▶ _Task instructions_: A faithful transcription of all the data is required.

▶ _Data provided_:
• • • •

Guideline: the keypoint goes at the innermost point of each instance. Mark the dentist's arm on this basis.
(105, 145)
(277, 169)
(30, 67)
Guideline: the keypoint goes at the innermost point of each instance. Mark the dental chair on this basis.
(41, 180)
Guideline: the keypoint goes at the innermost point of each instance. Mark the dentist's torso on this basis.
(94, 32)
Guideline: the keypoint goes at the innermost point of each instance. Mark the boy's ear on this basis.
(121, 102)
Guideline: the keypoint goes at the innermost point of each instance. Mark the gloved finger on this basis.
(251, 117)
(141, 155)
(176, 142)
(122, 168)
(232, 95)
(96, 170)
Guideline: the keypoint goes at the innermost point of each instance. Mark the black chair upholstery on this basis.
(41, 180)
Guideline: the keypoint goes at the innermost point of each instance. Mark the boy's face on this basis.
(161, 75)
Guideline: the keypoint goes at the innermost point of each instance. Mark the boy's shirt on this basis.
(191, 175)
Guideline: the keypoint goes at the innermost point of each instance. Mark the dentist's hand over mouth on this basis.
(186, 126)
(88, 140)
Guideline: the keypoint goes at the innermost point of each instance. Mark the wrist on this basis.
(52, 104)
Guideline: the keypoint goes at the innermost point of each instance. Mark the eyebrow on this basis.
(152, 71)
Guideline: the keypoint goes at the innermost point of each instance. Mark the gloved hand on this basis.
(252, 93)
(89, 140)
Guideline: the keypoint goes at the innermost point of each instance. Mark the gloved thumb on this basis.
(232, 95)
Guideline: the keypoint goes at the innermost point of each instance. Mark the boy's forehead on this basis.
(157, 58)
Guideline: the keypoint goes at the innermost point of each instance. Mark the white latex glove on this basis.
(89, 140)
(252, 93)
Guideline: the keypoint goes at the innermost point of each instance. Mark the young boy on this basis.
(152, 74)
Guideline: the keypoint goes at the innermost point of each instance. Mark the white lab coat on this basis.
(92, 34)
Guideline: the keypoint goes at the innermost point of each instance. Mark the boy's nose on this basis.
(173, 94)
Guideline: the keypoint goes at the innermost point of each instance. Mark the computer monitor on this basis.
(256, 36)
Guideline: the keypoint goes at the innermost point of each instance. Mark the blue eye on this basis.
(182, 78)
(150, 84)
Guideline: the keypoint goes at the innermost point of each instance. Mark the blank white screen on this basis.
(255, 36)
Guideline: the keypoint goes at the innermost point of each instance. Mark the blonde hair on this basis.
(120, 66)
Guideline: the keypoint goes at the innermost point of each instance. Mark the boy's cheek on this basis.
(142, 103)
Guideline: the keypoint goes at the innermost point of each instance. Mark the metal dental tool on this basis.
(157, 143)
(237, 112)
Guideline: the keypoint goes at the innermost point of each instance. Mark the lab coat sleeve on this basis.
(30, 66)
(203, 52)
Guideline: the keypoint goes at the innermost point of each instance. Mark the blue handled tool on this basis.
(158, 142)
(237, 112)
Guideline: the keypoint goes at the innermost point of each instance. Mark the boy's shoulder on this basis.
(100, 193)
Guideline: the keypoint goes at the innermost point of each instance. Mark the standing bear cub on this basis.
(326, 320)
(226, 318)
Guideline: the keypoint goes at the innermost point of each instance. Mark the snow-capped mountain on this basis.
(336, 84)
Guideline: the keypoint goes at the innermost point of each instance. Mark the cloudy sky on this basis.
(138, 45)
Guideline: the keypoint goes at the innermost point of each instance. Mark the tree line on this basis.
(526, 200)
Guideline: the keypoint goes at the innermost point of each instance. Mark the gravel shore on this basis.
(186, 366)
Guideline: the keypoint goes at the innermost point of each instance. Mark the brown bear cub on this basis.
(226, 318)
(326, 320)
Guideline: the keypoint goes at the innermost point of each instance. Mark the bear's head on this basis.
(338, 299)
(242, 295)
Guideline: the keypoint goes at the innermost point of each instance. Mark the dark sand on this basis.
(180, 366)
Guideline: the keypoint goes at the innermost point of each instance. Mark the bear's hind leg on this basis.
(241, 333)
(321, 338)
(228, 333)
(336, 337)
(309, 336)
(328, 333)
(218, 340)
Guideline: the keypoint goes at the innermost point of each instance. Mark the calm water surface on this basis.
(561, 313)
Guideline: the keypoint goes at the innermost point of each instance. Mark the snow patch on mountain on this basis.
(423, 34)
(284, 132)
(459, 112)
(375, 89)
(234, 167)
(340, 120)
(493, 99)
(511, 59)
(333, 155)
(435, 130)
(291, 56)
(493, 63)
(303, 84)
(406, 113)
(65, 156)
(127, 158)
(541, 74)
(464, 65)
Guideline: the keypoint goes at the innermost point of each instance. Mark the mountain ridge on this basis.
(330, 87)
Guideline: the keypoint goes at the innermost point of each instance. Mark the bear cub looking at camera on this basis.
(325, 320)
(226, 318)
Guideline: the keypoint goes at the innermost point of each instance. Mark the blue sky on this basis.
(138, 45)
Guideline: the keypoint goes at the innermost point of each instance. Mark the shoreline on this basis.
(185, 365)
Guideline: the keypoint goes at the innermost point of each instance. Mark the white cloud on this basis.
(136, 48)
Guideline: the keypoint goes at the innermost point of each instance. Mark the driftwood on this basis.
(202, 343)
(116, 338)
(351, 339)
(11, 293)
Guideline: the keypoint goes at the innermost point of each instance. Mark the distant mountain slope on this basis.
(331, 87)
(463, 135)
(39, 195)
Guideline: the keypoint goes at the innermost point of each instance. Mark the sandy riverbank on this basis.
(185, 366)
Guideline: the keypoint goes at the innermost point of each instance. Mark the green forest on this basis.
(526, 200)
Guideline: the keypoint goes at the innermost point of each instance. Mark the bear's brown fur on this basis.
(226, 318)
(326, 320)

• • • •

▶ _Reply to the exercise_:
Guideline: the keypoint goes at the innermost point of each instance. Mark the dentist's arm on this basis.
(105, 145)
(277, 169)
(30, 67)
Guideline: the keypoint goes at the innermost point of each instance. Mark the dental chair on this basis.
(41, 180)
Guideline: the keypoint goes at the innermost point of each instance. Mark the dentist's torso on this basis.
(94, 32)
Guideline: the keypoint goes at the innermost point of each instance. Mark the boy's ear on this basis.
(121, 102)
Guideline: the keypoint goes at the innermost point of each instance. Mark the gloved finger on this basis.
(251, 117)
(141, 155)
(176, 142)
(122, 168)
(232, 95)
(96, 170)
Guideline: the keypoint goes at the innermost point of each instance. Mark the black chair upholstery on this basis.
(41, 180)
Guideline: the keypoint goes at the innermost point of each instance. Mark the boy's face on this basis.
(161, 75)
Guideline: the keypoint goes at the innermost point of each instance. Mark the boy's shirt on this basis.
(191, 175)
Guideline: the keypoint goes at the innermost point of each instance. Mark the dentist's hand over mouth on this basis.
(186, 126)
(88, 140)
Guideline: the keypoint goes at the innermost point of each instance. Mark the wrist on this basis.
(52, 104)
Guideline: the keypoint goes at the innermost point of each instance. Mark the eyebrow on this basis.
(152, 71)
Guideline: the keypoint goes at the innermost point of each instance. Mark the gloved hand on this basis.
(252, 93)
(89, 140)
Guideline: the keypoint goes at the innermost point of each instance. Mark the gloved thumb on this basis.
(232, 95)
Guideline: the keypoint goes at the innermost point of each instance. Mark the boy's forehead on this basis.
(157, 58)
Guideline: the keypoint goes at the innermost point of each instance. Mark the white latex glove on this basis.
(89, 140)
(252, 93)
Guideline: the keypoint goes at the innermost point of each instance. Mark the young boy on this basis.
(152, 74)
Guideline: the keypoint goes at the innermost point of each instance. Mark the white lab coat on this basis.
(92, 34)
Guideline: the keypoint goes at the innermost point of each instance. Mark the boy's nose on this basis.
(173, 94)
Guideline: the keypoint goes at the innermost point of each instance. Mark the computer monitor on this basis.
(256, 36)
Guideline: the keypoint goes at the innermost point of each instance. Mark the blue eye on this basis.
(182, 78)
(150, 84)
Guideline: the keypoint goes at the innermost point of each instance. Mark the blank white screen on this basis.
(255, 36)
Guideline: the keypoint goes at the innermost point of each instance. Mark the blonde hair on this basis.
(120, 66)
Guideline: the keypoint goes at the innermost point of each instance. Mark the boy's cheek on this basis.
(142, 103)
Guideline: the keypoint goes at the innermost point of each instance. Mark the metal dental tool on this basis.
(157, 143)
(237, 112)
Guideline: the keypoint goes at the innermost point of each instance. Mark the lab coat sleeve on this basis.
(30, 66)
(203, 52)
Guideline: the keypoint goes at the innermost point of each instance. Mark the blue handled tool on this basis.
(158, 142)
(237, 112)
Guideline: the keypoint goes at the innermost point of each instance. Mark the boy's shoulder on this basis.
(100, 193)
Guideline: the keypoint goes at the innermost point of each instance. Mark the standing bear cub on this basis.
(326, 320)
(226, 318)
Guideline: the keypoint goes at the innermost point of each instance. Mark the snow-capped mountain on this basis.
(336, 84)
Guideline: the keypoint goes at the innermost point of each instance. Mark the cloudy sky on this basis.
(138, 45)
Guideline: the keypoint goes at the innermost point of each instance. Mark the tree line on this basis.
(526, 200)
Guideline: the keypoint goes at the innermost point of each instance. Mark the gravel shore on this basis.
(186, 366)
Guideline: the keypoint goes at the innermost point of each instance. Mark the brown bear cub on this basis.
(226, 318)
(326, 320)
Guideline: the keypoint goes at the innermost point of each instance. Mark the bear's head on this basis.
(338, 299)
(242, 295)
Guideline: the keypoint goes at the innermost point of each instance. Mark the dark sand on this basis.
(180, 366)
Guideline: the keypoint goes at the innermost point of each instance. Mark the bear's hind leg on this basis.
(241, 333)
(321, 338)
(228, 333)
(336, 337)
(309, 336)
(328, 333)
(218, 340)
Guideline: the keypoint goes at the innermost point of each instance. Mark the calm water surface on this basis.
(561, 313)
Guideline: the keypoint goes at the innermost point of each instance. Mark the snow patch on mountain on this basis.
(423, 34)
(284, 132)
(459, 112)
(375, 89)
(234, 167)
(340, 120)
(493, 99)
(511, 59)
(333, 155)
(435, 130)
(291, 56)
(493, 63)
(303, 84)
(406, 113)
(65, 156)
(127, 158)
(541, 74)
(464, 65)
Guideline: the keypoint goes at the innermost point of each instance. Mark the mountain ridge on this basis.
(330, 87)
Guideline: the keypoint goes at the innermost point of each instance. Mark the bear cub looking at camera on this basis.
(325, 320)
(226, 318)
Guideline: the keypoint goes at the innermost point of each instance. Mark the blue sky on this basis.
(138, 45)
Guideline: the keypoint goes at the innermost point of each instance. Mark the shoreline on this basis.
(185, 365)
Guideline: the keypoint goes at the innermost point of each instance. Mark the white cloud on this basis.
(136, 48)
Guideline: the keypoint goes at the innermost point of each instance. Mark the driftwood on this basis.
(202, 343)
(116, 338)
(351, 339)
(11, 293)
Guideline: the keypoint goes at the innermost point of each instance. Mark the distant mountain slope on this basis.
(331, 87)
(463, 135)
(39, 195)
Guideline: the keypoint goes at the innermost point of each instance. Mark the sandy riverbank on this basis.
(185, 366)
Guideline: the keypoint goes at the innermost point of each instance. Mark the green forest on this basis.
(526, 200)
Guideline: the keypoint goes at the innermost point of each instance. Mark the bear's brown fur on this basis.
(226, 318)
(326, 320)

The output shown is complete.